§ **Exercise instructions**:
**1)** Answer these questions from the Houston energy speech:
(a) What role is the speaker stepping into?
(b) Which city does the speech pair with Finance?
(c) What organization does the speech say its business leaders are members of?
**2)** Reproduce word for word the part of the Houston energy speech between "And notwithstanding what" and "and secular change.", inclusive.
** Start of Excerpted passage **
It is a great honor and privilege to step into this role as chair. I am very much looking forward to our work together.

As Bob alluded to a moment ago, I want to talk about the concept of an Energy Transition; and what that may mean to business in Houston.

The economic vitality and growth of our region’s economy is inextricably tied to the Energy Industry. Around the globe, Houston is known and revered for being the world capital of this mission-critical industry. 

Detroit and Automobiles.   

Silicon Valley and High Technology. 

New York City and Finance. 

Los Angeles and Entertainment. 

Houston and Energy. 

It’s big. It’s complicated. It sits at the intersection of science, technology, economics and geopolitics.  It touches every single nook and cranny of the global economy, in ways that most people take completely for granted. 

And notwithstanding what we hear from some corners of media and politics, it has been a force for good in the world. The demonization of the energy business is hypocritical and just plain wrong. It is not helpful to finding a path to a cleaner future.

The energy business is also changing, and as in most other areas of the global economy, that change is coming at a rapid pace.

As business leaders and members of the Greater Houston Partnership, it’s our job to look around corners and anticipate both cyclical and secular change. 
And with that anticipation, to position our local economy to thrive and grow, creating opportunity for All Houstonians.

So, what will that change look like? What IS the so-called “Energy Transition”? How does this relate to combating climate change? And what should we do about it?
** End of Excerpted passage **
** Start of Entries provided **
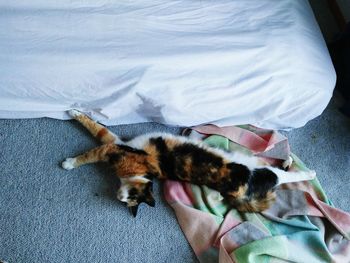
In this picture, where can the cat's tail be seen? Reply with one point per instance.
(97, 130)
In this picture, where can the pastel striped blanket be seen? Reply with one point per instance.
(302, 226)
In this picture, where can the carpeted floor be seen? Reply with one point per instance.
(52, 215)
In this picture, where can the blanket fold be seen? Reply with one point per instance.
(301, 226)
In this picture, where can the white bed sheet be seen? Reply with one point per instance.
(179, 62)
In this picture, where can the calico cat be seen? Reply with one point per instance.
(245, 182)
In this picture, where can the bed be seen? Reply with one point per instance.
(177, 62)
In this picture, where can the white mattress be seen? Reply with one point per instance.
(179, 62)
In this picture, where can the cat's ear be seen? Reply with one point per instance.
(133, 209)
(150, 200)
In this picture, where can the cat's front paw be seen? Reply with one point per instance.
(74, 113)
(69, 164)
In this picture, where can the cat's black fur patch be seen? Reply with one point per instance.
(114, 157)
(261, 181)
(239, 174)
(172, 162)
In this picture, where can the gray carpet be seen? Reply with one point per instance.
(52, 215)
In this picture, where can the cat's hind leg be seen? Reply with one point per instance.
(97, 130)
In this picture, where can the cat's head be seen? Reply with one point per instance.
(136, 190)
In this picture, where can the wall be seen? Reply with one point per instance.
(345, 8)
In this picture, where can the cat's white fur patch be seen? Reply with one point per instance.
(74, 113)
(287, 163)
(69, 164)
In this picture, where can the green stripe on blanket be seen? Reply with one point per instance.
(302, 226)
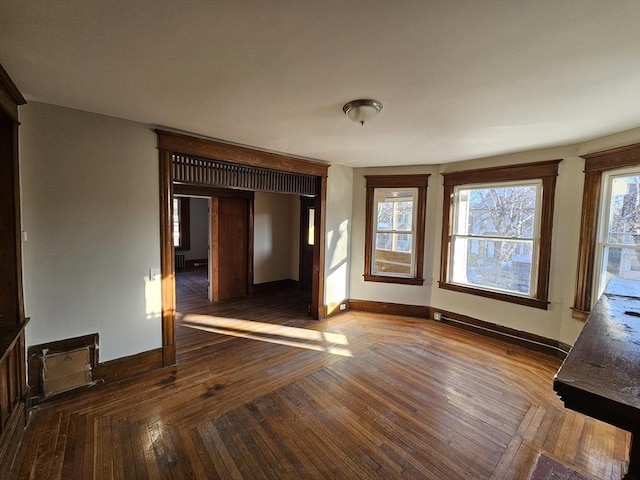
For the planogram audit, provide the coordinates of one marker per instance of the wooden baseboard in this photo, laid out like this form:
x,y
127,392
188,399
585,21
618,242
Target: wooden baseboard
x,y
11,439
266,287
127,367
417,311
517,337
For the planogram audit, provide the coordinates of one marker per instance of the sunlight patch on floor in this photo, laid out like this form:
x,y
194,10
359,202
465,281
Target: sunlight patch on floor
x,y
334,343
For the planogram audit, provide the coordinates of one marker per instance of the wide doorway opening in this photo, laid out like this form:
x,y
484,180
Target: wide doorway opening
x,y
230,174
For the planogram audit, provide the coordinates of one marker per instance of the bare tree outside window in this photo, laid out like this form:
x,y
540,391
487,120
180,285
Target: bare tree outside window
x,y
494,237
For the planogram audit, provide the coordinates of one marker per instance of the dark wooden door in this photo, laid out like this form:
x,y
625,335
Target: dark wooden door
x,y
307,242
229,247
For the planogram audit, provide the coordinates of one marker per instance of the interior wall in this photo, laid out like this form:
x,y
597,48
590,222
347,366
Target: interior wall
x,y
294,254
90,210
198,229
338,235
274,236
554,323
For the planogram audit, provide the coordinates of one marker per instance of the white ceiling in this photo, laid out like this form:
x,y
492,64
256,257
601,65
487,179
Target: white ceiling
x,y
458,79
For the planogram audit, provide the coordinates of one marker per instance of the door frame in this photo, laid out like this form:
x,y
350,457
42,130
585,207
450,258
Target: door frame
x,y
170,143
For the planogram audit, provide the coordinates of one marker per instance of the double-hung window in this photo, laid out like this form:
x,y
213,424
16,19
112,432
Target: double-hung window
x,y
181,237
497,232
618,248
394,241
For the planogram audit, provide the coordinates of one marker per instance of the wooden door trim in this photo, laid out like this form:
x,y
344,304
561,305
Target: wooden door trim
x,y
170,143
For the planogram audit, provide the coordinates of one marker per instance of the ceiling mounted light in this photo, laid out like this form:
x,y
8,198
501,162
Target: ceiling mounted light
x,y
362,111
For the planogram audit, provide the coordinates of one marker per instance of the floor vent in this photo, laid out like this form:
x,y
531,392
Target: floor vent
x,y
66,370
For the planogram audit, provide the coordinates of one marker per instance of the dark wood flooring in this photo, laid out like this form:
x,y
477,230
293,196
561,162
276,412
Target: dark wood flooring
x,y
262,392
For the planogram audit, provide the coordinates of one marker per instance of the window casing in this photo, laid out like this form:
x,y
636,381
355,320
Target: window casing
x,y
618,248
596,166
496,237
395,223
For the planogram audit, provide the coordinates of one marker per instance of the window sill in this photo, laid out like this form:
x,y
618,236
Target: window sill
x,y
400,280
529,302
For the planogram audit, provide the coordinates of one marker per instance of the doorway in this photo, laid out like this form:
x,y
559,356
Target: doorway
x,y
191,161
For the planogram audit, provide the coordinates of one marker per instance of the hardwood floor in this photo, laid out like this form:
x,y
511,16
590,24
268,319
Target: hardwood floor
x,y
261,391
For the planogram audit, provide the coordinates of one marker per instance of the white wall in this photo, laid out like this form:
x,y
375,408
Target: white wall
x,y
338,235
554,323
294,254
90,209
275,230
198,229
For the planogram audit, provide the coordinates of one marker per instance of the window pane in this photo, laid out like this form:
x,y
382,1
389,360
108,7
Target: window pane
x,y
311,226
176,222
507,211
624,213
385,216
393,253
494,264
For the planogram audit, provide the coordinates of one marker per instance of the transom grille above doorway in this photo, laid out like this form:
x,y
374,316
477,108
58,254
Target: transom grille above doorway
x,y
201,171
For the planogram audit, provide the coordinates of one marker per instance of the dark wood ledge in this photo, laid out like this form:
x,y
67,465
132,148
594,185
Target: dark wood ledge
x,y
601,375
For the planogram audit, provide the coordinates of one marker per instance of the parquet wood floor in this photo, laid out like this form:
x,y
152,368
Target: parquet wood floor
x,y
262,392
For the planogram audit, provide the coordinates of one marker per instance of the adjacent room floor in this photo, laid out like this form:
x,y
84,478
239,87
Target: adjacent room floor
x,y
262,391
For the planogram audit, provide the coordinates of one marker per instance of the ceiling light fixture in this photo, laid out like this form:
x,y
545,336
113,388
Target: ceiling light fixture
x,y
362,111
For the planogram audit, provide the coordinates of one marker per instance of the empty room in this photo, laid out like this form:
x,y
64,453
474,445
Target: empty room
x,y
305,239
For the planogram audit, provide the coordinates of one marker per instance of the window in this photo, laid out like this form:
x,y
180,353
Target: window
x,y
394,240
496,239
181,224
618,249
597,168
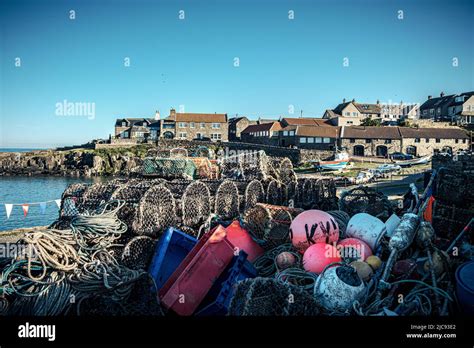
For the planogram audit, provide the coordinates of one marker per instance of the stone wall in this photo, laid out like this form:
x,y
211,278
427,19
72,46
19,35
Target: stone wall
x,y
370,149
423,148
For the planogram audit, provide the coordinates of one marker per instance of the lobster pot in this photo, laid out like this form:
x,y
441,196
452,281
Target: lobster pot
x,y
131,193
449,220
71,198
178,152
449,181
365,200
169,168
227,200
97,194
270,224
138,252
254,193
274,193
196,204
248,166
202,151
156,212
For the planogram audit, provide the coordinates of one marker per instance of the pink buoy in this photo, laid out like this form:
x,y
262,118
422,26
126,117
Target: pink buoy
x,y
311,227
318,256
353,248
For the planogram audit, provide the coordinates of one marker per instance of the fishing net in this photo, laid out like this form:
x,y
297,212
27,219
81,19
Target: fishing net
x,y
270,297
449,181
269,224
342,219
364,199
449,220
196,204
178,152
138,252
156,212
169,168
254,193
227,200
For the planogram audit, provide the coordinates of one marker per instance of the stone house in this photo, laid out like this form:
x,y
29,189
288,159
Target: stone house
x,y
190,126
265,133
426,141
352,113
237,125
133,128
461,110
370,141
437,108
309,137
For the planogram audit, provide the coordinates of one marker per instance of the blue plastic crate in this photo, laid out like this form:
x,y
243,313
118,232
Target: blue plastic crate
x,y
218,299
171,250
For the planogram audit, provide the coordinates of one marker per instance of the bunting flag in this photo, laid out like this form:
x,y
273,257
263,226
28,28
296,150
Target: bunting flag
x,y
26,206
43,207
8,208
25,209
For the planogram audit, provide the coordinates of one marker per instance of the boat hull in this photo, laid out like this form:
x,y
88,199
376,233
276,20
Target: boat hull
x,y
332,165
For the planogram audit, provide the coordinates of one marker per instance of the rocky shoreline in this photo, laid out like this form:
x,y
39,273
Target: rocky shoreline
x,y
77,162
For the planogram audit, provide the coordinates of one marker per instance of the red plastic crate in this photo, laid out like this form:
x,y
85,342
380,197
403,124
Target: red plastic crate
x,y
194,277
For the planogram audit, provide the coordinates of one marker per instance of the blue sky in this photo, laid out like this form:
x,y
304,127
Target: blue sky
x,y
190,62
** End of Entries provided **
§ **Outputs by task**:
**1)**
(a) Chair
(b) New York City
(c) The Greater Houston Partnership

**2)**
And notwithstanding what we hear from some corners of media and politics, it has been a force for good in the world. The demonization of the energy business is hypocritical and just plain wrong. It is not helpful to finding a path to a cleaner future.

The energy business is also changing, and as in most other areas of the global economy, that change is coming at a rapid pace.

As business leaders and members of the Greater Houston Partnership, it’s our job to look around corners and anticipate both cyclical and secular change.